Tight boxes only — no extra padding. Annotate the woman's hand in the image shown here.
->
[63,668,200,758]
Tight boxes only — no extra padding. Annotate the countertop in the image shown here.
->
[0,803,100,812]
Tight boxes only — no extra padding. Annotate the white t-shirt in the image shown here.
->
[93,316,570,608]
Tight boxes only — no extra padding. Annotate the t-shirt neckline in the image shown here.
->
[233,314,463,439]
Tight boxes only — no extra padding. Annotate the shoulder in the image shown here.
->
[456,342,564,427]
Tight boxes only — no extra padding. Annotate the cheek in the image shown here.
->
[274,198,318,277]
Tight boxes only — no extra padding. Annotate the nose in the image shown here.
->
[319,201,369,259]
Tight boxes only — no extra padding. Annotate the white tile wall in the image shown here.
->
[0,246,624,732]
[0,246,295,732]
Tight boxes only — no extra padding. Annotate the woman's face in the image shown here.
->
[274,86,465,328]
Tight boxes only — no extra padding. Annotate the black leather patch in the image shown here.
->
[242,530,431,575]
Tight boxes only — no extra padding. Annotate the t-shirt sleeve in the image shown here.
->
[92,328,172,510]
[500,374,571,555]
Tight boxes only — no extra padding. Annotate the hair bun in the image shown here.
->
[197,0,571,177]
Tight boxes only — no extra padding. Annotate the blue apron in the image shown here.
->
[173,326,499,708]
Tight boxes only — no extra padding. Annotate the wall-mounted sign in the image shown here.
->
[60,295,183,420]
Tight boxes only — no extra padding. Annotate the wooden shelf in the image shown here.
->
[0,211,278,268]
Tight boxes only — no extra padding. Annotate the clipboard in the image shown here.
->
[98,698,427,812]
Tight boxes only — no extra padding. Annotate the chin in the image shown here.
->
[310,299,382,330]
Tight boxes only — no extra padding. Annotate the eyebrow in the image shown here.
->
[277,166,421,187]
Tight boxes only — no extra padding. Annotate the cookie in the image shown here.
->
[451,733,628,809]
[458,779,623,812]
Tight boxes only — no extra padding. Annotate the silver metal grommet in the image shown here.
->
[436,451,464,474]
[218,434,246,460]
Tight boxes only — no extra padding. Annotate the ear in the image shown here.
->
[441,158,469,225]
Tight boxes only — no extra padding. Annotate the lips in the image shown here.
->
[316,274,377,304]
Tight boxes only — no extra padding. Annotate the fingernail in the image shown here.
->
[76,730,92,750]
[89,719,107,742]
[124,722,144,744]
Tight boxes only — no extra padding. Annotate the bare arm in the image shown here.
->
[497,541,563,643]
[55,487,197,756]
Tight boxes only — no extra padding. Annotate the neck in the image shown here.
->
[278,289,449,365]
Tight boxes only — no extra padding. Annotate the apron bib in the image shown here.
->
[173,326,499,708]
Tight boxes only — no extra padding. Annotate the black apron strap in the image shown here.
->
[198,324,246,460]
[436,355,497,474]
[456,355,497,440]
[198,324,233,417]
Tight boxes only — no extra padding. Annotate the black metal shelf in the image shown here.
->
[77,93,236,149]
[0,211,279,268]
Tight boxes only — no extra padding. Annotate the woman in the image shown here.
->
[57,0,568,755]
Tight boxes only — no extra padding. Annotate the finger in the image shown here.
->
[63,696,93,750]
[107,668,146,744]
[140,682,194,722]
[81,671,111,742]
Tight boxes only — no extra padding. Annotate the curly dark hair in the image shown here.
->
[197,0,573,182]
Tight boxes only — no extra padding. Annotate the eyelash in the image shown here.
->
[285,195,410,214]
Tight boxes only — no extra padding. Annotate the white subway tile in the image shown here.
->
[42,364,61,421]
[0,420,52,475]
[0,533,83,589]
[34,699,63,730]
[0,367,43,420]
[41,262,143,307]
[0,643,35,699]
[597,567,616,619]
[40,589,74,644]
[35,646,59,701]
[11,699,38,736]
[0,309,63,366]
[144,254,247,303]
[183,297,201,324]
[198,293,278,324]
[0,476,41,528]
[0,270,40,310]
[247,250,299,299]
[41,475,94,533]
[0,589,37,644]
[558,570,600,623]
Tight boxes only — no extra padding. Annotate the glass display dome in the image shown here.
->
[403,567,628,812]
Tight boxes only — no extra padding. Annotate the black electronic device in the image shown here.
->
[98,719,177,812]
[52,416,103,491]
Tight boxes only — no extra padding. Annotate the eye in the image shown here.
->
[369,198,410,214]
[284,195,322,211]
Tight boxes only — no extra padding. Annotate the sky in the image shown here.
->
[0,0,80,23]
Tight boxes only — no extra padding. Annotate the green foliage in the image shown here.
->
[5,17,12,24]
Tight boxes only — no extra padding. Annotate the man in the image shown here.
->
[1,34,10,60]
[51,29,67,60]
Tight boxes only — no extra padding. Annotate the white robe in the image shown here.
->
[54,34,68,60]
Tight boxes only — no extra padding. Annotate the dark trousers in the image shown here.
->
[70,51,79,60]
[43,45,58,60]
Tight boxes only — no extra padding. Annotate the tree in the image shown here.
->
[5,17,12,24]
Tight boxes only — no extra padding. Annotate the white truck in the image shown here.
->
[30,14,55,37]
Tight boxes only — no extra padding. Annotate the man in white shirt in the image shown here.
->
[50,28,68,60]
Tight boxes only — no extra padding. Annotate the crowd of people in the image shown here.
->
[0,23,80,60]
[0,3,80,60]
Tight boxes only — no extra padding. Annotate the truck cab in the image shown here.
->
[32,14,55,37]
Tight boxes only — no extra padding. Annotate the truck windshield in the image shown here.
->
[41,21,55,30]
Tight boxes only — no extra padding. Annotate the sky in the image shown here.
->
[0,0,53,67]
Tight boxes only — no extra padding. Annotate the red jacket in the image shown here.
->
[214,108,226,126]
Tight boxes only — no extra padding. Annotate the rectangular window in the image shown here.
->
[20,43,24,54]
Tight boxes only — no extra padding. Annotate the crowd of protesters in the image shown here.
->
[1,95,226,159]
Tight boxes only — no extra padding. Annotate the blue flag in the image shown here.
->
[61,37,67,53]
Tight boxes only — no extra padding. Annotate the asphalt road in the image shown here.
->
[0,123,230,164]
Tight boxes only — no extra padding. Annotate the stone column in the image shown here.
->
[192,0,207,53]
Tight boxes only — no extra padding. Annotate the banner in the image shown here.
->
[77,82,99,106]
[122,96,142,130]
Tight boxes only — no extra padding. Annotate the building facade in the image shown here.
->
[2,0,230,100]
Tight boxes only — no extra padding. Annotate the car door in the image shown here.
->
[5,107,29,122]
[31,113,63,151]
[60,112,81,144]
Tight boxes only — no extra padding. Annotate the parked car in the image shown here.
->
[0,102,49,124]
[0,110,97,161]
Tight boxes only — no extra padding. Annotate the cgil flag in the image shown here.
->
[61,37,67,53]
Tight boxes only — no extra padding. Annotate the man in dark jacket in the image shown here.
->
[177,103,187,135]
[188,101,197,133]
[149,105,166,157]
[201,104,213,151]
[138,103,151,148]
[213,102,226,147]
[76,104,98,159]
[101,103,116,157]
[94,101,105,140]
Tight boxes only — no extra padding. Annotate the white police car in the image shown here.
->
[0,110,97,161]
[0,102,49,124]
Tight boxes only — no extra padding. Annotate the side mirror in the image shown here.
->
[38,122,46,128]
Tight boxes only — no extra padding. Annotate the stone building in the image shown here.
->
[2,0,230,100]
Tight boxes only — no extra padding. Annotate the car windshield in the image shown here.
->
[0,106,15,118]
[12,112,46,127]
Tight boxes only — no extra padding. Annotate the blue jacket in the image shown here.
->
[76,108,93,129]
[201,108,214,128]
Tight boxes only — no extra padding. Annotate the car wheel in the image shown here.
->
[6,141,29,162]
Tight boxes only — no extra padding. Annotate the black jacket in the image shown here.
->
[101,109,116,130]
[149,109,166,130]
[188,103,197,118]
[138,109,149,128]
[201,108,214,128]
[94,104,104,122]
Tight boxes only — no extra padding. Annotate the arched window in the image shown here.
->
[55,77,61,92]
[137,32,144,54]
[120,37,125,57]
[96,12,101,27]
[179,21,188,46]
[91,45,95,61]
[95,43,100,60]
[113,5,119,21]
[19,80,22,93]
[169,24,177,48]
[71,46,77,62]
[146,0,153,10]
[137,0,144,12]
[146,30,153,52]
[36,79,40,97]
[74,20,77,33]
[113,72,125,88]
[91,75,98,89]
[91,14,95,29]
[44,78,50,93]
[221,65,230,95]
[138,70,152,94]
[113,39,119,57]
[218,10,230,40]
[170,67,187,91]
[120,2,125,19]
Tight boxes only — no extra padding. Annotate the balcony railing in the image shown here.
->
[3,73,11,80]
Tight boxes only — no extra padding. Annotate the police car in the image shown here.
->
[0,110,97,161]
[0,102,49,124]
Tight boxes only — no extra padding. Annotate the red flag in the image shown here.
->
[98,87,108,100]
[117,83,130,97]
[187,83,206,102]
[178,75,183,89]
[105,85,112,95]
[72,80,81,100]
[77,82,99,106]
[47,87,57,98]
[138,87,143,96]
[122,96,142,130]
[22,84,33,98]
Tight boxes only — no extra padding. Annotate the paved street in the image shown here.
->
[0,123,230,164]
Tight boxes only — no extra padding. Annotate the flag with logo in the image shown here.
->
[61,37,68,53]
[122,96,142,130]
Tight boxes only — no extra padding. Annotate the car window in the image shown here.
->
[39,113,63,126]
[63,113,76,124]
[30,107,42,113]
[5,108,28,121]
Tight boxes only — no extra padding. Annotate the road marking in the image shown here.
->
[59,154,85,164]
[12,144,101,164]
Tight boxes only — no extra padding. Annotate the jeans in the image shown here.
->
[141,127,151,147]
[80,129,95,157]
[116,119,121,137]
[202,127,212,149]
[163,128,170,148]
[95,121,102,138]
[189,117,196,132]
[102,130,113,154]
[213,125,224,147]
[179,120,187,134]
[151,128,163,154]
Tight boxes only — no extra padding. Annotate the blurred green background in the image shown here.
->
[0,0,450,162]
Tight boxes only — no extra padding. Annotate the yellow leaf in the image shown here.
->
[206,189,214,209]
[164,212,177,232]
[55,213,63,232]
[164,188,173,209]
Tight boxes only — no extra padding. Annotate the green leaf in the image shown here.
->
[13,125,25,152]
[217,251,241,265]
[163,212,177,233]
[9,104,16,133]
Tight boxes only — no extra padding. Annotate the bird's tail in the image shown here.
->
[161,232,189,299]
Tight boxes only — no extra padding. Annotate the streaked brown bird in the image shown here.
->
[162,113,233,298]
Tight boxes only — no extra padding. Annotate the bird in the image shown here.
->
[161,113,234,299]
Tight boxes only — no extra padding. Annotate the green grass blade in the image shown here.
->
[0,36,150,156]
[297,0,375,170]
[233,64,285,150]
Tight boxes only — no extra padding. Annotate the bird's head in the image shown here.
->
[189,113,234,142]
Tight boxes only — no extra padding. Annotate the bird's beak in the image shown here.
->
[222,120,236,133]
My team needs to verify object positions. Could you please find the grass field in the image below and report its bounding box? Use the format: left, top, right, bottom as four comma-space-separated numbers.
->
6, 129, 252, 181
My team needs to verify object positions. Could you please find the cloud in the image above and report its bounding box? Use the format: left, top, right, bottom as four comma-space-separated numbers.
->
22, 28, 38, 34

== == ==

## EXERCISE OBJECTIVE
Reproduce the listing from the line containing "Tight boxes only — no extra padding. Annotate the eye in" through the line containing "[54,34,68,60]", both included, replacing "white robe" with "white tunic" and changing nothing else. Return only those lines.

## RESPONSE
Tight boxes only — no extra padding. Annotate the eye in the image shown here.
->
[369,198,410,214]
[284,195,322,211]
Tight boxes only — no extra padding. Annotate the sky in the image shown here.
->
[0,0,80,23]
Tight boxes only — no extra padding. Annotate the green foliage in the image shown here.
->
[5,17,12,24]
Tight boxes only — no extra padding. Annotate the man in the image shown here.
->
[1,34,10,60]
[51,29,67,60]
Tight boxes only — no extra padding. Annotate the white tunic in the image shown here.
->
[54,34,68,60]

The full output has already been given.